- **Direction A**:
Using the judgment summary, explain why the High Court held that the 2020 revival of the departmental proceeding was not sustainable in law.
··· Excerpt to read
Simplified Explanation of the Judgment (800+ words)
In a significant decision, the Patna High Court has quashed a departmental proceeding initiated against a Railway Protection Force (RPF) official, ruling that the proceeding was revived in violation of the statutory limitation period under Rule 219 of the Railway Protection Force Rules, 1987.
The petitioner, a former Assistant Sub-Inspector in the RPF at Danapur, had been arrested by the Central Bureau of Investigation (CBI) in 2014 while allegedly accepting a bribe. A criminal case was registered under Section 7 of the Prevention of Corruption Act. Following the arrest, he was suspended, and a departmental proceeding was initiated against him.
In 2016, after the inquiry officer submitted his report stating that no findings could be recorded until the criminal case concluded, the disciplinary authority decided to keep the charge sheet in abeyance. This was formalized via Divisional Order No. 131 of 2016 dated 5 May 2016, which explicitly stated that the proceeding would remain on hold “till finalization of the CBI case pending before the Hon’ble Court.”
However, over three and a half years later, in February 2020, the disciplinary authority issued a fresh charge memo for the same 2014 incident, along with a statement of imputation of misconduct. This triggered the petitioner’s challenge through the present writ petition.
The petitioner argued that:
- Once the disciplinary authority had decided to keep the proceeding in abeyance, it could not be reopened years later.
- The fresh charge memo appeared to be a new proceeding initiated on the same facts, which is impermissible.
- Under Rule 219(4) of the RPF Rules, any revision of an earlier order had to be made within one year — a limit that had clearly expired.
The respondents (Railway authorities) justified the re-initiation, claiming:
- The earlier proceeding had errors in framing charges.
- The decision to revive the proceeding was based on directions from superior officers under Rule 219.
- There is no legal bar on initiating departmental proceedings even while a criminal trial is pending.
The Court accepted that while parallel departmental and criminal proceedings are permissible under law, the issue in this case was not about legality of parallel proceedings but the timing and legality of reviving a proceeding already kept in abeyance.
The High Court held:
- The disciplinary authority’s decision in 2016 to keep the proceeding in abeyance was valid.
- The revival in 2020 was done under directions from superior authorities using revisional powers under Rule 219(4).
- However, Rule 219(4) expressly bars any such revision beyond one year from the date of the original order.
- Since more than three years had lapsed, the revival was time-barred and hence, not sustainable in law.
······
··· Records for this exercise
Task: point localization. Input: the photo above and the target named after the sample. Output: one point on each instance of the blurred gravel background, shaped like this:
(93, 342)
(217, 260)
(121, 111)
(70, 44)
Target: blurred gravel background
······
- **Direction B**:
Write out the records above word for word, keeping every line in its original order.

- **Correct output A**:
The 2020 revival relied on revisional powers under Rule 219(4) of the RPF Rules, and that rule expressly bars any revision beyond one year from the date of the original order. More than three years had passed since the 2016 order keeping the proceeding in abeyance, so the revival was time-barred.

- **Correct output B**:
Task: point localization. Input: the photo above and the target named after the sample. Output: one point on each instance of the blurred gravel background, shaped like this:
(93, 342)
(217, 260)
(121, 111)
(70, 44)
Target: blurred gravel background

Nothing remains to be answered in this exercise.